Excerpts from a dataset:
------------------------------

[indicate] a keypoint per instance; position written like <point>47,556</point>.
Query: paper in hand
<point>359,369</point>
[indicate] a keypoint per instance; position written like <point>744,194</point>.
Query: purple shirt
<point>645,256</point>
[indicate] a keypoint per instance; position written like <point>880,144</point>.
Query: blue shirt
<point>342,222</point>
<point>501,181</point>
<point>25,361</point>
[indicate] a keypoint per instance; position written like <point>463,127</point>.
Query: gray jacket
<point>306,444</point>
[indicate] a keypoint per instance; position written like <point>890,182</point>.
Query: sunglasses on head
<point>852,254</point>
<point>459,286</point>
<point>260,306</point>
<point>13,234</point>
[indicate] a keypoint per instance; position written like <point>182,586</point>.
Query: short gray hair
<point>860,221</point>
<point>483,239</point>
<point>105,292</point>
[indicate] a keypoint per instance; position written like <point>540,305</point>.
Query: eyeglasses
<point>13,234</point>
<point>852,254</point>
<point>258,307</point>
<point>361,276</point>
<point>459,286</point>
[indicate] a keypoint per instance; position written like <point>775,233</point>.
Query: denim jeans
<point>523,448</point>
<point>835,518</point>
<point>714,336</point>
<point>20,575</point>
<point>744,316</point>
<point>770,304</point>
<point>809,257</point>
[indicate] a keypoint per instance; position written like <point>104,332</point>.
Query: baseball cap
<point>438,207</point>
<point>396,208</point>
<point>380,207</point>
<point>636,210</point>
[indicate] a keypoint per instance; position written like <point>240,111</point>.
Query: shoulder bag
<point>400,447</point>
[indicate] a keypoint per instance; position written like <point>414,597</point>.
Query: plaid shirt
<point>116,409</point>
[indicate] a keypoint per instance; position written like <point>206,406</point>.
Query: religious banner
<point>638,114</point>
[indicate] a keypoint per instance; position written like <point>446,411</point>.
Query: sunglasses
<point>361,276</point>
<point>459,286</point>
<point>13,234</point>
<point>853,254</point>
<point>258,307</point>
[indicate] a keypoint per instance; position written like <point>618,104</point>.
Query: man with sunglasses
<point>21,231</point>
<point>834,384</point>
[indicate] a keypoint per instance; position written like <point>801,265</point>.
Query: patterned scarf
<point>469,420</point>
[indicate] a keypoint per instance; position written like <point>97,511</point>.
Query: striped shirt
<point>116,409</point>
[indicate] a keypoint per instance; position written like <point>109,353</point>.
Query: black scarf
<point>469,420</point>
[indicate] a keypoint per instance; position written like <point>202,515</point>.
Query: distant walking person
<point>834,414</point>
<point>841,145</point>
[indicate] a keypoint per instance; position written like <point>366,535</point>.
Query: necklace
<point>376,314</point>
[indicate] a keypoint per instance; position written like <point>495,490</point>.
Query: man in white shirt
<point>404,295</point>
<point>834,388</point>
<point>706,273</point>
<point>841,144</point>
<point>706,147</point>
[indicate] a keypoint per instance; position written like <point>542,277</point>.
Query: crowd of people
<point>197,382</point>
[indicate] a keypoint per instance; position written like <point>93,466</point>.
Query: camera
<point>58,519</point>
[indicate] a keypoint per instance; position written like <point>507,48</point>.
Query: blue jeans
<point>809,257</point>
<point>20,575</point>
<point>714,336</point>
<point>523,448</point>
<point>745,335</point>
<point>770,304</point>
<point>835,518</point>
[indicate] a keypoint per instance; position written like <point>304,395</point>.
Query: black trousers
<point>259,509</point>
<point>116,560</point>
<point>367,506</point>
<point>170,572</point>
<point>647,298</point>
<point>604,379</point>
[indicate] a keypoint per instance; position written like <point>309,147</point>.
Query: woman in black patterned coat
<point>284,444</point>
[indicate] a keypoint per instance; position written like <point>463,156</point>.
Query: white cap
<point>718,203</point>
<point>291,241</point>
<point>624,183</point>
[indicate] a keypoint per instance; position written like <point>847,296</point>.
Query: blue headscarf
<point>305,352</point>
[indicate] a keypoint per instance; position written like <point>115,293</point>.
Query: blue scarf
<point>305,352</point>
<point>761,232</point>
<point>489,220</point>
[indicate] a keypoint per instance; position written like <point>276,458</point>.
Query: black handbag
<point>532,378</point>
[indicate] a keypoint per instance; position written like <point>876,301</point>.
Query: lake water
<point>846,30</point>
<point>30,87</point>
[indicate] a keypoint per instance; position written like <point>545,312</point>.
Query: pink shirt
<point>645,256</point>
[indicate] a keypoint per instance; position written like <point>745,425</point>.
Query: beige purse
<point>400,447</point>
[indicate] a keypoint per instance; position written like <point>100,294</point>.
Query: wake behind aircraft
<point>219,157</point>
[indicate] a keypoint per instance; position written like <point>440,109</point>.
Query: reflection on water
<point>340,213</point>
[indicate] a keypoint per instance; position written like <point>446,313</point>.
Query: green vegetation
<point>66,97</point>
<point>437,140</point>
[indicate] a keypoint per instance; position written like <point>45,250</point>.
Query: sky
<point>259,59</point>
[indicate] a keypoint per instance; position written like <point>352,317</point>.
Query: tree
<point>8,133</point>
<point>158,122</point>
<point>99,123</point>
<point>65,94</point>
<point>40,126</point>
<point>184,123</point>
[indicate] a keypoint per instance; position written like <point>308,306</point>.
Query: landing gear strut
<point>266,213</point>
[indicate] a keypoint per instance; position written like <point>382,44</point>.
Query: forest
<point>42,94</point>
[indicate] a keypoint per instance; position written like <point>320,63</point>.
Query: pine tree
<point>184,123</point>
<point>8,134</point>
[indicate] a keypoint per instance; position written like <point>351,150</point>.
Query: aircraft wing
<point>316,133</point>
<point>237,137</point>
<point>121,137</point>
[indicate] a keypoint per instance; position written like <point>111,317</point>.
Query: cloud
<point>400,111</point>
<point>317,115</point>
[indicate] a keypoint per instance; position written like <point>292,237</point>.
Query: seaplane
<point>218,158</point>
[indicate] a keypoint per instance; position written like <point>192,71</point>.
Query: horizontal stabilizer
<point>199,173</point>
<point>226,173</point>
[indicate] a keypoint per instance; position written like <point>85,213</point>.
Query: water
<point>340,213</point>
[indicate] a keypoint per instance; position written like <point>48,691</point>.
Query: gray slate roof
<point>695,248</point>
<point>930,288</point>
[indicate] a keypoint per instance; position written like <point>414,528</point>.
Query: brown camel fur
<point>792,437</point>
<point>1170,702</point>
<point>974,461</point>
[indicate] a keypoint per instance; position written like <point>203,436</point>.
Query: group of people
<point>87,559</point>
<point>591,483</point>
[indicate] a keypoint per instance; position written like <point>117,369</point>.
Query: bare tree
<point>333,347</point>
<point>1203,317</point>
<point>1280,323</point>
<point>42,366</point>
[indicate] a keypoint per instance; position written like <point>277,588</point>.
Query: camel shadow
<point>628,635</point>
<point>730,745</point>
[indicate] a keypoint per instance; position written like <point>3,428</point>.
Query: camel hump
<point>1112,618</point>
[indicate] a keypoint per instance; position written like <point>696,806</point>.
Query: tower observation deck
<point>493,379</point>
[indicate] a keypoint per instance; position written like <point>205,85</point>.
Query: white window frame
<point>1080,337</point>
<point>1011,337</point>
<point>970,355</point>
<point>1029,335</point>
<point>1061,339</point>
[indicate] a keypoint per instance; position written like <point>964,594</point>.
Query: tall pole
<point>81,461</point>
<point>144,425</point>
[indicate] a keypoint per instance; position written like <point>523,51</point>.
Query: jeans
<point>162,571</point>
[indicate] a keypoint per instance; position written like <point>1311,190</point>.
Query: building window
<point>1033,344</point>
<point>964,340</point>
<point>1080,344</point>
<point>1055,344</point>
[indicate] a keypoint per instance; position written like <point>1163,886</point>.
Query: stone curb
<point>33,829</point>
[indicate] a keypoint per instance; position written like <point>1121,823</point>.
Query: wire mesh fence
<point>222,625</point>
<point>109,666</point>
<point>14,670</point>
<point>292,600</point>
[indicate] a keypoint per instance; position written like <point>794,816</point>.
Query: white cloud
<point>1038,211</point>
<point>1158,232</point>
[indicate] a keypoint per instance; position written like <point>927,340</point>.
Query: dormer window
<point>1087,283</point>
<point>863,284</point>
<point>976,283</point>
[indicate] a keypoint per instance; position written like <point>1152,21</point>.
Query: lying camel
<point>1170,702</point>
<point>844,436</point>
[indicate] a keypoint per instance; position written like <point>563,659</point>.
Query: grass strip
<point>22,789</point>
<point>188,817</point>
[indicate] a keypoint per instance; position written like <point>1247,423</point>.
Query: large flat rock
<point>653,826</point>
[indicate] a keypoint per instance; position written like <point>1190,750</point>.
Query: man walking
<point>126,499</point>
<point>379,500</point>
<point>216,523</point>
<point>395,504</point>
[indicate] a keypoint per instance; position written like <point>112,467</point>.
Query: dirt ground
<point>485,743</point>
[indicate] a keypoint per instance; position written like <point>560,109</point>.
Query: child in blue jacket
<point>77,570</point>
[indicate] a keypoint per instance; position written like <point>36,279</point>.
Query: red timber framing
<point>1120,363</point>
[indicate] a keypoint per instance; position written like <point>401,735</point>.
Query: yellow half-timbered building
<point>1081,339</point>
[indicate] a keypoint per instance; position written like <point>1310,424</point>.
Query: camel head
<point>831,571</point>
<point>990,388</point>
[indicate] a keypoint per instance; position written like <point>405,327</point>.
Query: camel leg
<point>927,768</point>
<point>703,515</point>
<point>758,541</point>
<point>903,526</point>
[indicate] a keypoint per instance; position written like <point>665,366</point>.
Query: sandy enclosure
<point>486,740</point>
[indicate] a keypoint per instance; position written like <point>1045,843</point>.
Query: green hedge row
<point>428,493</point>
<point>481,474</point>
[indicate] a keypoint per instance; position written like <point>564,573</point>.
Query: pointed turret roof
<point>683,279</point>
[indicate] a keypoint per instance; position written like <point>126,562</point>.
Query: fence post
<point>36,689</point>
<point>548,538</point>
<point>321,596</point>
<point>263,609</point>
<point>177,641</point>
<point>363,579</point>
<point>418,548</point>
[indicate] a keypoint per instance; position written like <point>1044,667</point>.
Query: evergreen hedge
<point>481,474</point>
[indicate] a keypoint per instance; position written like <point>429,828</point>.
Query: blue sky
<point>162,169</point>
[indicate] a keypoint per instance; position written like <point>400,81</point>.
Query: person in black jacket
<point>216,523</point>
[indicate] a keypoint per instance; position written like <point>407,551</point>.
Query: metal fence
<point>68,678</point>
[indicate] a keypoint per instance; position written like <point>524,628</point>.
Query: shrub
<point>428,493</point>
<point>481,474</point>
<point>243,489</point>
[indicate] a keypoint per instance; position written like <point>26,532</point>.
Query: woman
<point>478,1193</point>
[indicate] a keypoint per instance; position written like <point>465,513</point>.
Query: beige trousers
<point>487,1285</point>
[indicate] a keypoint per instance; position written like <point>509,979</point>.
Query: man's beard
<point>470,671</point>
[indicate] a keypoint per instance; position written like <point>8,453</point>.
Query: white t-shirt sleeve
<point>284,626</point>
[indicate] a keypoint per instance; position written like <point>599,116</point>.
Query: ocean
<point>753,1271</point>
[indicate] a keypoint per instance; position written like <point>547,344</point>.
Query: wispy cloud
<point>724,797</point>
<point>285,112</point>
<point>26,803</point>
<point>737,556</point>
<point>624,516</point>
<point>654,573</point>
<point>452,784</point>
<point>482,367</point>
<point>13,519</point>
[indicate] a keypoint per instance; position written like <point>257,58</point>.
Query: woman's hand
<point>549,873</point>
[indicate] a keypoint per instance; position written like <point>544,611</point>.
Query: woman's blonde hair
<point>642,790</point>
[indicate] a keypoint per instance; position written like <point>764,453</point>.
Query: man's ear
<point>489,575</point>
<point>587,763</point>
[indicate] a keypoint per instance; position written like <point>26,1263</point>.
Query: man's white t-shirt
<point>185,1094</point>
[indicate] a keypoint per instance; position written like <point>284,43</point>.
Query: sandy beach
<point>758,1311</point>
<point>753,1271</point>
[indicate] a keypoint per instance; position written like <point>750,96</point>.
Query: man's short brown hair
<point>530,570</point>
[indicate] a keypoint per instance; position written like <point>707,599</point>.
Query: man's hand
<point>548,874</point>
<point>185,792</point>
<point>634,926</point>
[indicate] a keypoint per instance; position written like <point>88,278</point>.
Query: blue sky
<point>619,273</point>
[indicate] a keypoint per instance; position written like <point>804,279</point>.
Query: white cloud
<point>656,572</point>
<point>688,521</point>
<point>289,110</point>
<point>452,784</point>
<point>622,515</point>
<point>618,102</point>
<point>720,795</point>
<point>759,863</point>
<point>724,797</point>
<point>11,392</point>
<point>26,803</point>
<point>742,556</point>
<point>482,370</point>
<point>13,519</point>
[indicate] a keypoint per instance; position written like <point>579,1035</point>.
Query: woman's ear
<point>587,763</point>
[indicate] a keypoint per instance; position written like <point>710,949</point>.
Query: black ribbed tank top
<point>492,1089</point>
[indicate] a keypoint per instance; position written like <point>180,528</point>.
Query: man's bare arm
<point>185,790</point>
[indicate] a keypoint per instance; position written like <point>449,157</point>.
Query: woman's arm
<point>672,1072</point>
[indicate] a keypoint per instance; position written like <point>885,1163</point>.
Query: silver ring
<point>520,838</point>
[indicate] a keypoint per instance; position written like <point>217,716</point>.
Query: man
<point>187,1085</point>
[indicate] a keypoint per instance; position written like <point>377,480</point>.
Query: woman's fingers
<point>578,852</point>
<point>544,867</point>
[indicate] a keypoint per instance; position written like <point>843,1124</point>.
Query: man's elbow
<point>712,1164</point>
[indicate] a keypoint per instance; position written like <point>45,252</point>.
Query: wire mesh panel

------------------------------

Repeat every line of the data word for word until you have repeated the line that contains "written like <point>880,144</point>.", which is the last one to include.

[indicate] a keypoint per instance; position written like <point>47,556</point>.
Query: paper in hand
<point>359,369</point>
[indicate] a keypoint per instance; position written like <point>744,194</point>.
Query: purple shirt
<point>645,256</point>
[indicate] a keypoint per instance; position written like <point>880,144</point>.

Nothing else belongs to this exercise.